Page text
---------------

Re: [PATCH] crypto: gcm - fix cacheline sharing

From: Horia Geanta
Date: Thu May 30 2019 - 03:50:48 EST


On 5/30/2019 8:34 AM, Herbert Xu wrote:
> On Wed, May 29, 2019 at 01:27:28PM -0700, Eric Biggers wrote:
>>
>> So what about the other places that also pass an IV located next to the data,
>> like crypto/ccm.c and crypto/adiantum.c? If we're actually going to make this a
Fix for ccm is WIP.
We were not aware of adiantum since our crypto engine does not accelerate it.

>> new API requirement, then we need to add a debugging option that makes the API
>> detect this violation so that the other places can be fixed too.
>>
IMO this is not a new crypto API requirement.
crypto API and its users must follow DMA API rules, besides crypto-specific ones.

In this particular case, crypto/gcm.c is both an implementation and a crypto API
user, since it uses underneath ctr(aes) (and ghash).
Currently generic gcm implementation is breaking DMA API, since part of the dst
buffer (auth_tag) provided to ctr(aes) is sharing a cache line with some other
data structure (iv).

The DMA API rule is mentioned in Documentation/DMA-API.txt

.. warning::

Memory coherency operates at a granularity called the cache
line width. In order for memory mapped by this API to operate
correctly, the mapped region must begin exactly on a cache line
boundary and end exactly on one (to prevent two separately mapped
regions from sharing a single cache line).


>> Also, doing a kmalloc() per requset is inefficient and very error-prone. In
>> fact there are at least 3 bugs here: (1) not checking the return value, (2)
>> incorrectly using GFP_KERNEL when it may be atomic context, and (3) not always
For (2) I assume this means checking for CRYPTO_TFM_REQ_MAY_SLEEP flag.

>> freeing the memory. Why not use cacheline-aligned memory within the request
>> context, so that a separate kmalloc() isn't needed?

---------------

Entries
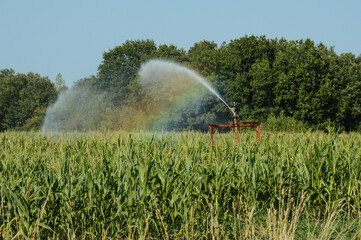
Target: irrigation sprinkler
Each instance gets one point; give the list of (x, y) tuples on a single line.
[(254, 125)]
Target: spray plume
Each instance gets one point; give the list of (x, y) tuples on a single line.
[(169, 92)]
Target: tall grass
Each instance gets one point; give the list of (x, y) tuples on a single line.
[(176, 186)]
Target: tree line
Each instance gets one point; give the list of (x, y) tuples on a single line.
[(264, 79)]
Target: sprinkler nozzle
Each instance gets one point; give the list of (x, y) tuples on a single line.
[(233, 110)]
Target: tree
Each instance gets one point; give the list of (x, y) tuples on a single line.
[(23, 100), (118, 71), (60, 83)]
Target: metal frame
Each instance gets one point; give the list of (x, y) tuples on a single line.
[(254, 125)]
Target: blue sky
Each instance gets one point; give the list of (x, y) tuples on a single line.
[(69, 37)]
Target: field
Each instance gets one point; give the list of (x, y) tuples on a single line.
[(176, 186)]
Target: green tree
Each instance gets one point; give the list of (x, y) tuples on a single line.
[(23, 100), (117, 73), (60, 83)]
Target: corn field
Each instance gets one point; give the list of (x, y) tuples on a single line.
[(176, 186)]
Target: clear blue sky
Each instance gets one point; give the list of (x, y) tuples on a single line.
[(69, 37)]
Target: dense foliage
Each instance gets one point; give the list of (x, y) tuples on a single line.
[(176, 186), (262, 78), (24, 99)]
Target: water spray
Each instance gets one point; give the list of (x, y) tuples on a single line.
[(254, 125)]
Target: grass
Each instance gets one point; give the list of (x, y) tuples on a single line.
[(176, 186)]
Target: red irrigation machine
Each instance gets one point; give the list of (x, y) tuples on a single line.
[(235, 125)]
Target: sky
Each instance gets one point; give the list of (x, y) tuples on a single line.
[(70, 36)]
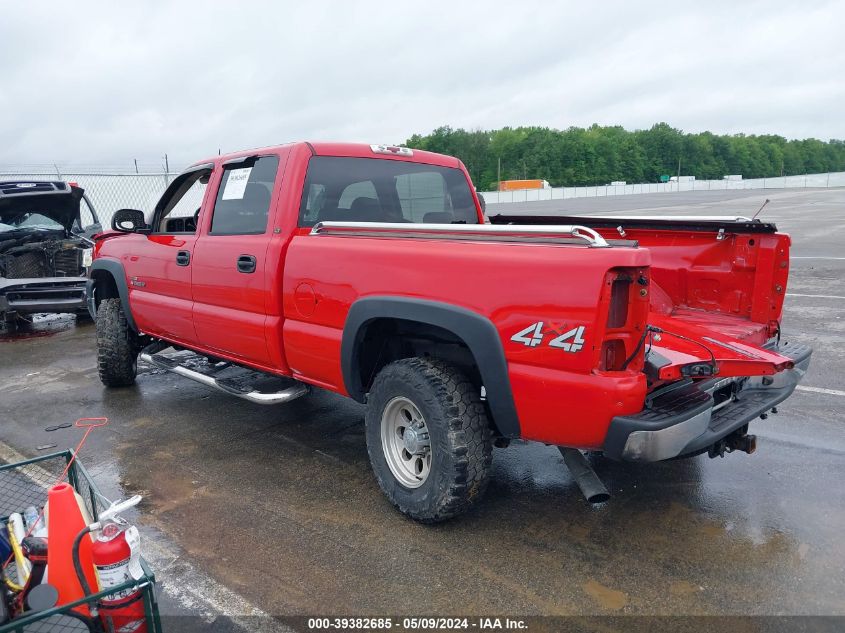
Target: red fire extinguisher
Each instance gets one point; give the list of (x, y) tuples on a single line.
[(117, 557)]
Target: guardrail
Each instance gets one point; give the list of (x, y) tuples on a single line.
[(833, 179)]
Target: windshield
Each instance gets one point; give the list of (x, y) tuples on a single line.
[(30, 220), (379, 190)]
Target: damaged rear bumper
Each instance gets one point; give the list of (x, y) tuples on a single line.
[(47, 294), (687, 418)]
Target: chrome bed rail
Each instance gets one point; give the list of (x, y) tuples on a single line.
[(402, 229)]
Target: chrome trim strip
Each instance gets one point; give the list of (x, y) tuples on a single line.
[(591, 236)]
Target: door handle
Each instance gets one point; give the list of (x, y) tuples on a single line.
[(246, 264)]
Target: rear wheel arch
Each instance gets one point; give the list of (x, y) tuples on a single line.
[(382, 329)]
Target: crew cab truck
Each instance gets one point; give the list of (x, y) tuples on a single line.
[(371, 271)]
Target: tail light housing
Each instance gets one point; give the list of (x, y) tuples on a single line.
[(625, 303)]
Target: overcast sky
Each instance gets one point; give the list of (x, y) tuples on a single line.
[(103, 83)]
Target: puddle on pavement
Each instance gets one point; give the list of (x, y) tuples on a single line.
[(39, 325)]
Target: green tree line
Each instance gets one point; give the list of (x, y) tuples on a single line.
[(599, 155)]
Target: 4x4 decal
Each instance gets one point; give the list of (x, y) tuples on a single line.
[(570, 341)]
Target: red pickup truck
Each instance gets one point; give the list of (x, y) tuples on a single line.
[(372, 271)]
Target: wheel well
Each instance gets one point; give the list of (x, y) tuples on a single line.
[(384, 340), (105, 286)]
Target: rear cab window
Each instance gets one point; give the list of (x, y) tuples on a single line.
[(243, 199), (341, 189)]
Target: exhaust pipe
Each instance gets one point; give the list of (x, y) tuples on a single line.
[(591, 486)]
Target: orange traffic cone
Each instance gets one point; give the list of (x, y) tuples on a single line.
[(64, 522)]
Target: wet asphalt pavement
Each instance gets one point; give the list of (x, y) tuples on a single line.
[(278, 504)]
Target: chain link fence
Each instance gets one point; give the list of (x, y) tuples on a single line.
[(110, 191)]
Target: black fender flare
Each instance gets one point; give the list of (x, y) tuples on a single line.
[(115, 269), (475, 330)]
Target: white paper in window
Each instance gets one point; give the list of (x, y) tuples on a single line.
[(236, 184)]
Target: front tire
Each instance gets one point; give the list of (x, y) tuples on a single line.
[(117, 345), (428, 439)]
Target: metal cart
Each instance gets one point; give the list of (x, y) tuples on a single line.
[(25, 483)]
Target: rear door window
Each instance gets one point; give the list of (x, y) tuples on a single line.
[(243, 199)]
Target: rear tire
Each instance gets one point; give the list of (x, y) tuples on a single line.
[(117, 345), (428, 439)]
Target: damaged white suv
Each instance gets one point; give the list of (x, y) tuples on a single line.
[(45, 248)]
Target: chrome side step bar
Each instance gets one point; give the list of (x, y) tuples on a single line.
[(259, 397)]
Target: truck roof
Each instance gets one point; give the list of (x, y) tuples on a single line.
[(351, 150)]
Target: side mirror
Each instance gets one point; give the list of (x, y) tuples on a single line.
[(129, 221)]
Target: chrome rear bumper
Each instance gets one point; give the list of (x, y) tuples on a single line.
[(689, 417)]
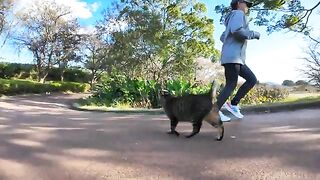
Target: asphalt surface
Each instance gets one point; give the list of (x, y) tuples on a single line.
[(41, 138)]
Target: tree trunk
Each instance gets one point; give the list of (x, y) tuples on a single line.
[(62, 74)]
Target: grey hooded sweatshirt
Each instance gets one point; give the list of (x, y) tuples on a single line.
[(235, 38)]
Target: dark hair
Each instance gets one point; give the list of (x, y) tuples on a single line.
[(234, 5)]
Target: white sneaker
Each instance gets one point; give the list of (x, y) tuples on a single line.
[(234, 110), (223, 117)]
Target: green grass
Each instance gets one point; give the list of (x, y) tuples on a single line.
[(293, 99), (18, 86)]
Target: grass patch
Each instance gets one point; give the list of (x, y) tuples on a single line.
[(17, 86)]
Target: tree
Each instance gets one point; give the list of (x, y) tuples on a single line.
[(312, 67), (277, 15), (5, 6), (5, 22), (42, 29), (68, 46), (288, 83), (159, 39), (95, 56)]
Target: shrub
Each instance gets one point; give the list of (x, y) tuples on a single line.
[(12, 87)]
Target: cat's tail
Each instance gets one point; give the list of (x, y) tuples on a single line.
[(213, 90)]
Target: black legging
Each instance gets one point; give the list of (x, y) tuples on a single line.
[(232, 71)]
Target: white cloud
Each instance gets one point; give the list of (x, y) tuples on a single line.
[(87, 30), (79, 8)]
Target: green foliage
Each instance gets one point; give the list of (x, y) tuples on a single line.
[(161, 40), (12, 87), (120, 90), (28, 71)]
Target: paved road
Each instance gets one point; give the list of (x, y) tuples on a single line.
[(40, 138)]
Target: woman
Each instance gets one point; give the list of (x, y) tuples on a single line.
[(233, 56)]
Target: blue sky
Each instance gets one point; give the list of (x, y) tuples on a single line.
[(273, 58)]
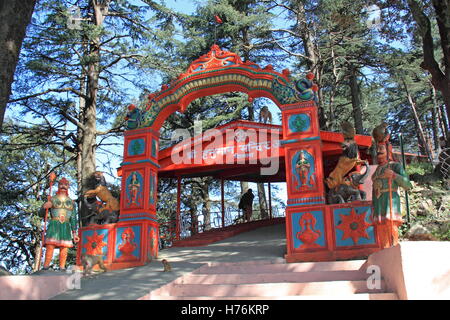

---------------

Objectives
A) In the gcm cacheline patch thread, which file is cited as stating the DMA API rule?
B) Please pick up the gcm cacheline patch thread after its last line and carry it on.

Results
A) Documentation/DMA-API.txt

B)
>>
If you check previous discussion referenced in the commit message:
Link:
https://lore.kernel.org/linux-crypto/20190208114459.5nixe76xmmkhur75@xxxxxxxxxxxxxxxxxxx/

or (probably easier) look at the full thread:
https://patchwork.kernel.org/patch/10789697/

you'll see that at some point I proposed changing crypto_gcm_req_priv_ctx struct
as follows:
- u8 auth_tag[16];
+ u8 auth_tag[16] ____cacheline_aligned;

Ard suggested it would be better to kmalloc the auth_tag.

I am open to changing the fix, however I don't think the problem is in the
implementation (caam driver).

>> Also, did you consider whether there's any way to make the crypto API handle
>> this automatically, so that all the individual users don't have to?
That would probably work, but I guess it would come up with a big overhead.

I am thinking crypto API would have to check each buffer used by src, dst
scatterlists is correctly aligned - starting and ending on cache line boundaries.

>
> You're absolutely right Eric.
>
> What I suggested in the old thread is non-sense. While you can
> force GCM to provide the right pointers you cannot force all the
> other crypto API users to do this.
>
Whose problem is that crypto API users don't follow the DMA API requirements?

> It would appear that Ard's latest suggestion should fix the problem
> and is the correct approach.
>
I disagree.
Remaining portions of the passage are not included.